━━━ Data provided ━━━

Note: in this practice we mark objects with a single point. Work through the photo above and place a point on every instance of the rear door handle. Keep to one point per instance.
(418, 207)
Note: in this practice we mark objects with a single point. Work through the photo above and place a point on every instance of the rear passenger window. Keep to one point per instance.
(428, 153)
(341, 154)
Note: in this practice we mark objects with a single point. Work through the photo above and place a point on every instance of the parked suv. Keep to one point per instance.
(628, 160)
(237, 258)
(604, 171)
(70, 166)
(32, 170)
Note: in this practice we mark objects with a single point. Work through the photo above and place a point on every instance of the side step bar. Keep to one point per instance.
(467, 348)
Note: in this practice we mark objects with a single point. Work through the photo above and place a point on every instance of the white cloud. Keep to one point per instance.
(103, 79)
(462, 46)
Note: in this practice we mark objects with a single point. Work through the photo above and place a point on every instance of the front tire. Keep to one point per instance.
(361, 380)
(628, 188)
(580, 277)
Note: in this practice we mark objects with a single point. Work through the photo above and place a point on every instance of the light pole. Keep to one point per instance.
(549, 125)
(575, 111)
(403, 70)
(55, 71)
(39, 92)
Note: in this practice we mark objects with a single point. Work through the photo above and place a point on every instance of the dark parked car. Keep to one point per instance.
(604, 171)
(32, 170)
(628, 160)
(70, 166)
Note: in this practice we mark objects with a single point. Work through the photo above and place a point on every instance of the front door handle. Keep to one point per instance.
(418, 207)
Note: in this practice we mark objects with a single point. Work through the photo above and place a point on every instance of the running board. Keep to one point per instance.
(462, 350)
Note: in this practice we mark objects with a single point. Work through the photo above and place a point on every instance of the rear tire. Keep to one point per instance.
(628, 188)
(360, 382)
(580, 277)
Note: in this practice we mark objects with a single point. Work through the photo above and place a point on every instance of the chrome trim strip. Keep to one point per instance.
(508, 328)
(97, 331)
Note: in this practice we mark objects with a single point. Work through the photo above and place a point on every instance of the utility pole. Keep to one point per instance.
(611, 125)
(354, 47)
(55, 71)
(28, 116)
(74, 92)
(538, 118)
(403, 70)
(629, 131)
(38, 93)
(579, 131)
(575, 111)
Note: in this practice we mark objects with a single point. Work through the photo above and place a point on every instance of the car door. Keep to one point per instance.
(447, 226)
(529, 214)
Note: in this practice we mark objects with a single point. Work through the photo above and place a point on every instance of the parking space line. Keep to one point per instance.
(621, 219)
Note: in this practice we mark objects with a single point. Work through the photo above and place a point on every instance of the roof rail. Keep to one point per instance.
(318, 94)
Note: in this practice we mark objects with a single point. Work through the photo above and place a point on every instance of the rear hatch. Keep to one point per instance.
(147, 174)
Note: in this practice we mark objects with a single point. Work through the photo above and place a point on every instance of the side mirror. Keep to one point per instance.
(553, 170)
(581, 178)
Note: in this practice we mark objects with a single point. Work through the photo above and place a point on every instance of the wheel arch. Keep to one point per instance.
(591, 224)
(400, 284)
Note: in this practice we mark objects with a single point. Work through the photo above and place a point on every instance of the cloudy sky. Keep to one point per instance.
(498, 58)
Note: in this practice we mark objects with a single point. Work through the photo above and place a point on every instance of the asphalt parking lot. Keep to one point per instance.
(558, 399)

━━━

All of the records need to be transcribed exactly.

* _Solution for this task_:
Note: in this practice we mark objects with a single point. Work through the photo above and place a point on every instance of the rear door handle. Keep to one point per instance.
(418, 207)
Note: in this practice we mark objects with a single point. Work through the photo above and place a point on every instance of the rear passenger window. Keep to one point per instance.
(428, 153)
(341, 154)
Note: in this practice we mark objects with a single point. Work through the photo above and place a point on every instance of the parked suv. Keep to one point per instance.
(628, 160)
(237, 258)
(604, 171)
(70, 166)
(32, 170)
Note: in this practice we mark objects with a single point. Work through the photo above and place a point on every instance of the side step bar. Keep to one point per instance.
(467, 348)
Note: in this practice we mark objects with a single point. Work through the photo above and place a point on every instance of the white cloud. Keep to one point per instance.
(103, 79)
(462, 46)
Note: in this practice we mark objects with a single point. Work through the photo above and place a point on every instance of the front tire. Keep to one point per instance.
(361, 380)
(628, 188)
(580, 277)
Note: in this practice we mark objects with a single point. Work through the photo above and place a point on every instance of the light pole. Keep to one point per instance.
(549, 125)
(575, 111)
(403, 70)
(55, 71)
(39, 92)
Note: in this practice we mark objects with a single point. Work through the photo above and place a point on every instance of the dark parked car. Keep to one point per instance.
(604, 171)
(32, 170)
(628, 160)
(70, 166)
Note: in this practice we mark objects with a single point. Work through the photo above and place a point on every instance of the front door handle. Keep to one point per instance.
(418, 207)
Note: in this practice we mark objects with a single point. Work through the photo above and place a point on every instance of the running board. Keep to one point per instance.
(462, 350)
Note: in this practice we mark objects with a single point. Work through the photo above and place a point on every instance of the rear tire. Keep to one point per instance.
(628, 188)
(360, 382)
(580, 277)
Note: in this practice we mark objects with a single point. Work through the photo above and place a point on every instance of the chrome trim strip. Keep to one point per instance.
(508, 328)
(97, 331)
Note: in this practice we mark objects with a single point. Work through the photo above and place a point on every instance of the utility pole. Keep to one point per instance.
(611, 125)
(354, 47)
(55, 71)
(28, 116)
(74, 92)
(538, 118)
(403, 70)
(629, 131)
(38, 93)
(579, 131)
(575, 111)
Note: in this practice we mark objects with a single point. Work through the photo above and place a point on every instance of the car door. Keep to one point per instance.
(447, 226)
(529, 214)
Note: in this practice we mark objects with a single point. Work through the photo above and place a point on every instance of the parking space line. Keep to one point per instance.
(621, 219)
Note: in this practice we mark objects with a single point. Work through the photo above and place a point on every instance of the roof rail. Keep to one point per instance.
(318, 94)
Note: in this practice we mark objects with a single point. Work through the photo above and place a point on every instance of the rear hatch. Keep to one point per instance.
(147, 174)
Note: in this practice we mark objects with a single point. Work through the photo above and place a point on every instance of the side mirror. Keep to one point per instance.
(553, 170)
(581, 178)
Note: in this practice we mark objects with a single point. Work through the photo above and place a point on every instance of the wheel arch. Keep to one point per instance.
(591, 224)
(400, 284)
Note: in this practice we mark objects with a single point. Work through the photo above and place a point on every instance of the cloudy sky. Keep to one point per instance.
(498, 58)
Note: in this practice we mark objects with a single point. Work through the photo above and place a point on every instance of the asphalt parking lot. Keep to one point per instance.
(558, 399)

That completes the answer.